Copy the lines below, changing every "bounding box" to "outline box" and leaving everything else as it is.

§ **GIVEN INFORMATION**
-- BEGIN --

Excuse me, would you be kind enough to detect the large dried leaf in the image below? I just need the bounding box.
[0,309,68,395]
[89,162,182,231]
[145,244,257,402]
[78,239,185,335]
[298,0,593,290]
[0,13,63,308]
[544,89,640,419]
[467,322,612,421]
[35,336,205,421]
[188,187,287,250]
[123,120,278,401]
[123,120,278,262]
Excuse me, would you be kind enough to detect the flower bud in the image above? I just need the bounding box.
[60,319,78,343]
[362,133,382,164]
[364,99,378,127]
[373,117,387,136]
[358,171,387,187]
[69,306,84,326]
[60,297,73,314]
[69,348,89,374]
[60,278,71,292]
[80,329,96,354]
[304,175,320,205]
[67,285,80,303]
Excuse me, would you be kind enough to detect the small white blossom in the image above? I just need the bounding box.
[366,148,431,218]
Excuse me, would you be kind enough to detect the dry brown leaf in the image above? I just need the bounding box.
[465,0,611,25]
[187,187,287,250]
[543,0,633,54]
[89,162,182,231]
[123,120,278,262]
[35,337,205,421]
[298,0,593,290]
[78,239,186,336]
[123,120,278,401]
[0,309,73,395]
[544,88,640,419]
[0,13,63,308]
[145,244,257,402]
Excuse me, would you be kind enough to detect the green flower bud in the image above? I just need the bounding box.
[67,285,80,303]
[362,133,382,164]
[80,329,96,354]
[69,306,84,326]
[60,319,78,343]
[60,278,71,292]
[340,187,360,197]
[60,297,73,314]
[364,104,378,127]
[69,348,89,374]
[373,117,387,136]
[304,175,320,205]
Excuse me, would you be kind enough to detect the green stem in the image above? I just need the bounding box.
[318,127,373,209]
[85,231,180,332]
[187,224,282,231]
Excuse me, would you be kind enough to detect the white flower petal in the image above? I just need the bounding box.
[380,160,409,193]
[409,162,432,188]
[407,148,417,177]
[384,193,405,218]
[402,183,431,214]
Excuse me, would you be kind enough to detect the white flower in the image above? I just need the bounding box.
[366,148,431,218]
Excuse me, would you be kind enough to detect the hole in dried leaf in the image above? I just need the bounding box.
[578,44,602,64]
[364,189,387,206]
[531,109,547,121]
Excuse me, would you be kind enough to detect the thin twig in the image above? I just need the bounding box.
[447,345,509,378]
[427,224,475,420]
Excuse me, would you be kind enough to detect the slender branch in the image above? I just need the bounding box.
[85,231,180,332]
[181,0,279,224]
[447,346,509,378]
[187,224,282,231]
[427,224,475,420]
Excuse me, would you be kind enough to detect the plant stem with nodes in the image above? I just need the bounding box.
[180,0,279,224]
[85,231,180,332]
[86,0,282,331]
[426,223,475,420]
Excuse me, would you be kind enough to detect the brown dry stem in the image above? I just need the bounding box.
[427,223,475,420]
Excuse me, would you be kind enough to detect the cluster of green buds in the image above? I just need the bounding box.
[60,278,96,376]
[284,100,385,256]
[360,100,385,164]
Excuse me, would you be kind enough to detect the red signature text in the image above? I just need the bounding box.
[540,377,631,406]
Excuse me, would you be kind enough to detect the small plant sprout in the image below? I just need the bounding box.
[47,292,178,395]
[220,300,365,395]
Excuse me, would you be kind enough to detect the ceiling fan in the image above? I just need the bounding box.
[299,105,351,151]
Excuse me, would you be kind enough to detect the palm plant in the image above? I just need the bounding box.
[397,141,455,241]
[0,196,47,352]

-- END --

§ **ANSWER TO THE TASK**
Excuse me, would you be kind enough to detect the large dried leaf in the image below? I just need the outline box.
[0,309,68,395]
[89,162,182,231]
[145,244,257,402]
[78,239,185,335]
[298,0,593,290]
[0,13,63,308]
[544,89,640,419]
[467,322,612,421]
[35,336,205,421]
[188,187,287,250]
[123,120,278,401]
[123,120,278,262]
Excuse me, would you be kind enough to detect the flower bud in the image above? I just need the outline box.
[60,319,78,343]
[362,133,382,164]
[364,99,378,127]
[373,117,387,136]
[358,171,387,187]
[69,306,84,326]
[60,297,73,314]
[69,348,89,374]
[60,278,71,292]
[80,329,96,354]
[304,175,320,205]
[67,285,80,303]
Excuse me, would you be kind enough to detect the small white blossom in the image above? I just need the outline box.
[366,148,431,218]
Excuse me, would you be kind enough to detect the dry brown leaf in the image above? I just need the outline box.
[465,0,611,25]
[187,187,287,250]
[543,0,633,54]
[89,162,182,231]
[123,120,278,262]
[35,337,205,421]
[298,0,593,290]
[78,239,186,336]
[123,120,278,401]
[0,309,73,395]
[544,88,640,419]
[0,13,63,308]
[145,244,257,402]
Excuse me, would you be kind enough to detect the green flower bud in the image above? I just need the outline box.
[67,285,80,303]
[362,133,382,164]
[80,329,96,354]
[69,306,84,326]
[60,319,78,343]
[60,278,71,292]
[340,187,360,197]
[60,297,73,314]
[364,104,378,127]
[69,348,89,374]
[373,117,387,136]
[304,175,320,205]
Excuse me, would you be kind enough to detect the green stem in the image above? I just need the outline box.
[318,127,373,209]
[85,231,180,332]
[187,224,282,231]
Excuse me, would you be kind enough to detect the white flower petal in the image above? I just need the outline box.
[380,160,409,193]
[409,162,432,188]
[407,148,417,177]
[384,193,405,218]
[402,183,431,214]
Excuse me, would you be kind enough to detect the white flower in the image above? I just need the outline box.
[366,148,431,218]
Excuse me, would you be kind enough to detect the hole in dried leaf in the image above? I just need the outline box.
[578,44,602,64]
[364,189,387,206]
[531,109,547,121]
Excuse me, would you be kind enough to detect the thin twig in the image above? I just need the outline box.
[447,345,509,378]
[427,224,475,420]
Excuse me, would you be kind enough to detect the slender branch in the image above? I just need the outline box.
[85,231,180,332]
[181,0,279,224]
[447,346,509,378]
[187,224,282,231]
[427,224,475,420]
Excuse me, would you be kind enough to detect the plant stem with nodes in the image above? I just need the outline box.
[180,0,279,224]
[85,231,180,332]
[86,0,282,331]
[426,223,475,420]
Excuse me, would you be kind enough to detect the brown dry stem in the image above? I just need the outline box.
[427,223,475,420]
Excuse me, would you be kind enough to detect the cluster of green buds in the image above? I just need the outline box.
[60,278,96,376]
[284,100,385,256]
[360,100,385,164]
Excuse me, would you be kind enough to detect the red signature text in the image above? I just need the outline box.
[540,377,631,406]
Excuse me, would you be kind enough to detect the small plant sprout in the image below? I just need the outline box.
[47,292,178,395]
[220,300,365,395]
Excuse me, would you be kind enough to detect the ceiling fan in the image above? I just need the outline box.
[299,105,351,151]
Excuse me, would you be kind enough to detect the palm plant in the image above? I just need the outline box.
[397,141,455,241]
[0,196,47,352]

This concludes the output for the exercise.